## Exercise aim
Gather every line of the records that contains the string "photo". Case counts, so a line matches only if the letters have the same capitalization.

::: Provided records

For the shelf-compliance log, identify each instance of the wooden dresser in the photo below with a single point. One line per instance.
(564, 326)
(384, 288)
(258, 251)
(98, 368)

::::::

## Output below
For the shelf-compliance log, identify each instance of the wooden dresser in the photo below with a single point. One line per instance.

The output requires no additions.